A mais importante inovação trazida pela medida provisória, no entanto, foi a revogação do § 1º do art. 17 da lei nº 8.429/92, feita pelo art. 2º da medida provisória nº 703/2015. O ordenamento jurídico brasileiro já admitia transação em ação de improbidade administrativa nas hipóteses previstas no § 4º do art. 35 da lei nº 13.140/2015. A conciliação, no entanto, ficava restrita às hipóteses em que houvesse controvérsia jurídica na qual estivesse envolvido ente federal. O dispositivo ora revogado impossibilitava a transação nas demais espécies de ações de improbidade administrativa.
Era, no entanto, um dispositivo que estava em dissonância com o ordenamento jurídico brasileiro. A razão para essa afirmação é que a transação é até mesmo admitida em ilícitos criminais, que são aqueles reprimidos de modo mais severo pelo ordenamento jurídico. Não havia sentido em permitir-se a transação em um ilícito que é “mais grave” e recusá-la em outro que é juridicamente “menos grave”.
A incongruência tornava-se ainda maior quando se considerava que a lei de improbidade previu, inconstitucionalmente, hipótese culposa de improbidade administrativa. Não havia qualquer sentido em se proibir que aquele que culposamente causou um dano viesse a repará-lo espontaneamente por intermédio de uma transação. Apesar de incongruente a existência de dispositivo legal impedia qualquer possibilidade de conciliação.

▶ _Tarefas a realizar_:
[1] Segundo o texto sobre transação em improbidade administrativa, qual dispositivo foi revogado pelo art. 2º da medida provisória nº 703/2015?
[2] Explique, com base no texto sobre transação em improbidade administrativa, por que o dispositivo revogado estava em dissonância com o ordenamento jurídico brasileiro.
[3] Prossiga o texto sobre transação em improbidade administrativa a partir da última frase apresentada.
Os itens apresentados adiante não têm relação com o texto sobre transação em improbidade administrativa.

▶ _Entradas de dados coletadas_:
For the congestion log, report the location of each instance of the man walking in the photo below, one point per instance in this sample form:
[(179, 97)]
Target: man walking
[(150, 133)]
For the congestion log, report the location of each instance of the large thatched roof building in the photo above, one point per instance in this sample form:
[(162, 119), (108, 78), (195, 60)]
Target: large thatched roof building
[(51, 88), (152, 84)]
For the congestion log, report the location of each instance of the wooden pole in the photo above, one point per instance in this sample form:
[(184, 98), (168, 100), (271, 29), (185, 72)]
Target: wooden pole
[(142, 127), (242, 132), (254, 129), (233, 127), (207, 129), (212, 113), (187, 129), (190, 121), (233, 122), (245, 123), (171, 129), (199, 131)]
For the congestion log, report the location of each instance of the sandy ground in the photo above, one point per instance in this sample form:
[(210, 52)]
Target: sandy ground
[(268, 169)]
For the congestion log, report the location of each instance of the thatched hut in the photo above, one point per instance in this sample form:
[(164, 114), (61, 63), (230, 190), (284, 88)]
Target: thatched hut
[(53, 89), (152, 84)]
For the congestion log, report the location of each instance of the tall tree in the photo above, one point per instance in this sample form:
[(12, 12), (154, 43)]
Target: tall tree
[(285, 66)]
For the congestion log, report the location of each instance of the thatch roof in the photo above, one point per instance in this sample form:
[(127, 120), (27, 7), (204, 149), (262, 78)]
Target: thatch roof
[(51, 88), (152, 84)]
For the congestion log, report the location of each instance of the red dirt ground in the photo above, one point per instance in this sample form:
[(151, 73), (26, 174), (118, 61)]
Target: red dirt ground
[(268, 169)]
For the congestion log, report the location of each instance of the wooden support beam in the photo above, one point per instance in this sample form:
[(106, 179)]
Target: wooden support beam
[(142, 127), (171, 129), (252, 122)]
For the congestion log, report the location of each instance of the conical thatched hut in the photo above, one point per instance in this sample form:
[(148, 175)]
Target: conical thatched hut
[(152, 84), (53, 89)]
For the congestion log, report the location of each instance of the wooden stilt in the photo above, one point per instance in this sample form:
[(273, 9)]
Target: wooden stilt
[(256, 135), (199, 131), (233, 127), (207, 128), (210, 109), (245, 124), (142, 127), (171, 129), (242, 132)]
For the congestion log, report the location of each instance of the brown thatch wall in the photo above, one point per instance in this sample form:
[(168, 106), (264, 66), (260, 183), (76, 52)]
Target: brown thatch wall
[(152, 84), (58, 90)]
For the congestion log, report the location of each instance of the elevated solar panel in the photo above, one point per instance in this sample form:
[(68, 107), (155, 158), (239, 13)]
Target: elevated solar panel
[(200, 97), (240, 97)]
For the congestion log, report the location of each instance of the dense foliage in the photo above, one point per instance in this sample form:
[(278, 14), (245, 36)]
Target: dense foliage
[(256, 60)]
==
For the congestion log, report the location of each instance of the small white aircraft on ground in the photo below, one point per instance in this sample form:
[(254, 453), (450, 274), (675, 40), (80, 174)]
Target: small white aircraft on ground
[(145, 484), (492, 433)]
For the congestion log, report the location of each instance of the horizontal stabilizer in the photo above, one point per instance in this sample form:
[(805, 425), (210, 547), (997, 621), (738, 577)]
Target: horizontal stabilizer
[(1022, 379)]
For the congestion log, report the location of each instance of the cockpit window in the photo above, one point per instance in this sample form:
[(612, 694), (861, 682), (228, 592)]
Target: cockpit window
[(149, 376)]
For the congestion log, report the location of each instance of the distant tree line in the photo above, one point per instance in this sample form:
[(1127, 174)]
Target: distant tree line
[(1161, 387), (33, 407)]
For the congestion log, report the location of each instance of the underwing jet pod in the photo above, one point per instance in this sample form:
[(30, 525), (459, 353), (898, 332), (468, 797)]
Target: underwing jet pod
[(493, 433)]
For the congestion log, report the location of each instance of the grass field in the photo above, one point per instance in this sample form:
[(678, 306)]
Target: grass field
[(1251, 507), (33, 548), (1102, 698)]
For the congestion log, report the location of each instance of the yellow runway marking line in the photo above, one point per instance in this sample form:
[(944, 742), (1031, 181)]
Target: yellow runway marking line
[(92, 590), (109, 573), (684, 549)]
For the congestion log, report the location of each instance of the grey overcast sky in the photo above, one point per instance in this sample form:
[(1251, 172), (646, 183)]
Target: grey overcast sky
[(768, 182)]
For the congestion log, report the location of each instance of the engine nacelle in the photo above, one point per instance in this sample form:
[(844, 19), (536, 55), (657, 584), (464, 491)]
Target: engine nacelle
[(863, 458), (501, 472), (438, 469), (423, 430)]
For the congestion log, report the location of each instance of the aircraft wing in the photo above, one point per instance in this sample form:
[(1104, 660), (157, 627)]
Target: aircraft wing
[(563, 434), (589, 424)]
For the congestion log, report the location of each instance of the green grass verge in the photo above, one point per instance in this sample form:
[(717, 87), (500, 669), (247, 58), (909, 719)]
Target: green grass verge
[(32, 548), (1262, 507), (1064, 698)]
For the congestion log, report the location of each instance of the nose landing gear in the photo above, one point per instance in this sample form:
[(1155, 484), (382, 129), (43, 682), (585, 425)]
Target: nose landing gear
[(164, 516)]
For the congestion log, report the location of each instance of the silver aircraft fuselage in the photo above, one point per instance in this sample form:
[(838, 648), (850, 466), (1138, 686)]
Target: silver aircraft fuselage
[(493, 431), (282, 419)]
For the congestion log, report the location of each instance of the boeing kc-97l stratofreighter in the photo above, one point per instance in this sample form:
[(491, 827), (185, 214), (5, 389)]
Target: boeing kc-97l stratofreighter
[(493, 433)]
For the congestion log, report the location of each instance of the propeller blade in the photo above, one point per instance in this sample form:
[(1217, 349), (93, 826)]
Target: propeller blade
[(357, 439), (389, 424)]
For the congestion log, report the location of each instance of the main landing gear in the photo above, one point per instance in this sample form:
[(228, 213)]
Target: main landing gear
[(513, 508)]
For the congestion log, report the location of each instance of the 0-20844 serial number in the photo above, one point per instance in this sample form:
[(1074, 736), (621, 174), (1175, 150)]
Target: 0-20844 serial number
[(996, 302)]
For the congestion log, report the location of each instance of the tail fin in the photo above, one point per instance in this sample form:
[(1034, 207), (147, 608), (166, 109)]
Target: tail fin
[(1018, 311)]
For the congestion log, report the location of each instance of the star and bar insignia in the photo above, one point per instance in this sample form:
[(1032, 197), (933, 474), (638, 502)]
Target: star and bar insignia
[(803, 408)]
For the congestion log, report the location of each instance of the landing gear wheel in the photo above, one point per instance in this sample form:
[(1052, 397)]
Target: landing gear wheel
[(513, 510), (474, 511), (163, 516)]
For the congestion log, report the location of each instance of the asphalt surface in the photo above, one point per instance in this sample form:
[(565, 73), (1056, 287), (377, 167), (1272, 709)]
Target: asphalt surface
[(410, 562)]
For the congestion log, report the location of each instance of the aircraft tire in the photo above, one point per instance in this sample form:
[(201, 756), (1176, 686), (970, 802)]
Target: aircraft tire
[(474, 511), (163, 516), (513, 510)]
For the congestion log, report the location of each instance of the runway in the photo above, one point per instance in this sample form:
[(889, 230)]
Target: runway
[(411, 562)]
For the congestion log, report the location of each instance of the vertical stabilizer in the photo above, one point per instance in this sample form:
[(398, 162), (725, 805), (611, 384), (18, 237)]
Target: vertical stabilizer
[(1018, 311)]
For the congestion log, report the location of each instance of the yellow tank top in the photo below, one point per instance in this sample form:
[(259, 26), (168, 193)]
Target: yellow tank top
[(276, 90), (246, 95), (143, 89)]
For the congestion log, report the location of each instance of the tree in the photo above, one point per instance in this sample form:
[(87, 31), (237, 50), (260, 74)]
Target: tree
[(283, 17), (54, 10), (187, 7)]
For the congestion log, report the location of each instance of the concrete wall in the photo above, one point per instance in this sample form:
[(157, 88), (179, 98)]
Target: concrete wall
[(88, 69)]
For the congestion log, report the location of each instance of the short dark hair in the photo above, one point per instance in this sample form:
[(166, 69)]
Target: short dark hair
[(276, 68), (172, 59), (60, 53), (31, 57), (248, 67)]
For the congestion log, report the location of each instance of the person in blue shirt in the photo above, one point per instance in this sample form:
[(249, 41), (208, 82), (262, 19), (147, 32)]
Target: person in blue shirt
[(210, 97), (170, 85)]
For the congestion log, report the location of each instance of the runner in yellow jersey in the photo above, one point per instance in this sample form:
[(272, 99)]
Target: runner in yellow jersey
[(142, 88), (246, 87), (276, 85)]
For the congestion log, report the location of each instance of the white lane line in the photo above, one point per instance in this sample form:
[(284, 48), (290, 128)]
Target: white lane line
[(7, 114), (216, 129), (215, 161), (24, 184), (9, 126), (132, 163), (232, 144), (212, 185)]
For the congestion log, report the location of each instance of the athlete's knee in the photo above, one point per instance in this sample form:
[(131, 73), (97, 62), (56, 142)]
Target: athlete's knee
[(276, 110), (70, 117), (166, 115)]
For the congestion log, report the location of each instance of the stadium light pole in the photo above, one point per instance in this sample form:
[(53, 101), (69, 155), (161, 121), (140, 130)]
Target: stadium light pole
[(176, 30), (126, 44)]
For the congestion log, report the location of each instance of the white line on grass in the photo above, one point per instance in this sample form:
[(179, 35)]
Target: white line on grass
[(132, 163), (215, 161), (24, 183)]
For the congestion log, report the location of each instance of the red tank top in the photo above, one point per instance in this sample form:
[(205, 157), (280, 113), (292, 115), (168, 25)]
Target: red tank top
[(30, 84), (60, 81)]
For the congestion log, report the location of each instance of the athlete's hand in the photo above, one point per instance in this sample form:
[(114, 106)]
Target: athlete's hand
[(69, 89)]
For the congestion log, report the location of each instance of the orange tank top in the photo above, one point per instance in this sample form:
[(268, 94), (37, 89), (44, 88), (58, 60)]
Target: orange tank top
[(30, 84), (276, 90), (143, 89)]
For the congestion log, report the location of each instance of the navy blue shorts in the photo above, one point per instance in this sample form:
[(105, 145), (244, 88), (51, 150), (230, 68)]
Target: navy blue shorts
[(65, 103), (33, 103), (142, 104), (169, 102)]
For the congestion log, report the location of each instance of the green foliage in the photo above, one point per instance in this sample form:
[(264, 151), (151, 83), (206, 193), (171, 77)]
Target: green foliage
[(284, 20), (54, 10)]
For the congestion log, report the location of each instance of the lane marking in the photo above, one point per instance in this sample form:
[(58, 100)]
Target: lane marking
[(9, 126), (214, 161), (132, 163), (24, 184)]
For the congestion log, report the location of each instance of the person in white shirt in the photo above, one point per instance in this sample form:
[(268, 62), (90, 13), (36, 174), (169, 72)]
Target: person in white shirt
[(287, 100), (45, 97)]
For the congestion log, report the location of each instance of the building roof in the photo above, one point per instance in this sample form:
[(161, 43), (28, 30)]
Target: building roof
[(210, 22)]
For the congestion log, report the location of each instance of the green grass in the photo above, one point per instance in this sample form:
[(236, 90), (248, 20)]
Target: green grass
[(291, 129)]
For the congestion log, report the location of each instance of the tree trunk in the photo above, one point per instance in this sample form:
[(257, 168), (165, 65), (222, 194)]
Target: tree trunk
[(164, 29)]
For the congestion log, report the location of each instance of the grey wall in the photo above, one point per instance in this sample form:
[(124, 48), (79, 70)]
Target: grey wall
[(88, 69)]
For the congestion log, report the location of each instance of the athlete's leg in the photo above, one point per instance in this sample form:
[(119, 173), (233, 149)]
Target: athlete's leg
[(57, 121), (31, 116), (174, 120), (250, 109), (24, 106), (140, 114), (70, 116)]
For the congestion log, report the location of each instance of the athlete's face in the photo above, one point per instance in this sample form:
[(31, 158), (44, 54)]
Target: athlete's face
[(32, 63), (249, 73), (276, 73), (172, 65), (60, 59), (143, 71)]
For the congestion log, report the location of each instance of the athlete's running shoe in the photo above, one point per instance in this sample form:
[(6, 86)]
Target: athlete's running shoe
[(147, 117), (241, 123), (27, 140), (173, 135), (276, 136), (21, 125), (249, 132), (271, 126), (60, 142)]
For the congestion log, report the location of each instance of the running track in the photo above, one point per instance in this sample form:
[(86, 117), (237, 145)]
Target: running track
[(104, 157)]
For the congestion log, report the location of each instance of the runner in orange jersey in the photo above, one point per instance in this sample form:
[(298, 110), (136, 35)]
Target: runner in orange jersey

▶ _Respostas esperadas_:
[1] O § 1º do art. 17 da lei nº 8.429/92.

[2] A transação é admitida até mesmo em ilícitos criminais, que são reprimidos de modo mais severo pelo ordenamento jurídico. Não fazia sentido permiti-la em um ilícito "mais grave" e recusá-la em outro juridicamente "menos grave".

[3]
A revogação do § 1º do art. 17 da lei nº 8.429/92 foi, portanto, uma medida salutar. Serviu para estender a possibilidade de transação para as demais ações de improbidade. Para demonstrar a importância da revogação desse dispositivo passar-se-á a discorrer brevemente acerca da lei de improbidade.
De um modo geral, pode-se dizer que esta lei possui três núcleos de condutas puníveis: a) atos que importem enriquecimento ilícito (art. 9º); b) atos que causam prejuízo ao erário (art. 10); c) atos que atentem contra princípios da administração pública (art. 11).
As penas aplicáveis pela prática de tais atos estão previstas nos incisos do art. 12 da lei de improbidade e são de duas espécies: restritivas de direitos ou pecuniárias. As restritivas de direito consistem em perda da função pública, suspensão de direitos políticos, proibição de contratar com o Poder Público ou receber benefícios ou incentivos fiscais ou creditícios, direta ou indiretamente. As penas pecuniárias, por sua vez, consistem em pagamento de multa civil, perda dos bens ou valores acrescidos ilicitamente ao patrimônio e ressarcimento integral do dano.
Transacionar é uma maneira rápida de garantir a reparação do dano. É também uma maneira célere de garantir a aplicação de uma sanção pecuniária ou restritiva de direitos. Assegura-se por intermédio do acordo efeitos equivalentes aos que teria a decisão judicial, quais sejam a reparação do dano e a repreensão do ilícito. A celeridade, no entanto, acaba servindo de desestímulo em relação à prática de novos atos ilícitos pelo acusado, bem como para as demais pessoas que contratam com o Poder Público. Há também para a Administração Pública o benefício de evitar um longo processo judicial cujo êxito seria incerto.
Podem, no entanto, ser feitas algumas críticas à medida provisória. A primeira é que ela nada dispõe acerca do tratamento a ser dado às pessoas físicas. Sabe-se que as pessoas jurídicas manifestam sua vontade por intermédio das pessoas físicas que as dirigem. É de se imaginar alguma dificuldade em firmar acordos de leniência que beneficiem a empresa, mas nada disponham em relação à seus diretores que, em tese, poderão ser responsabilizados criminalmente.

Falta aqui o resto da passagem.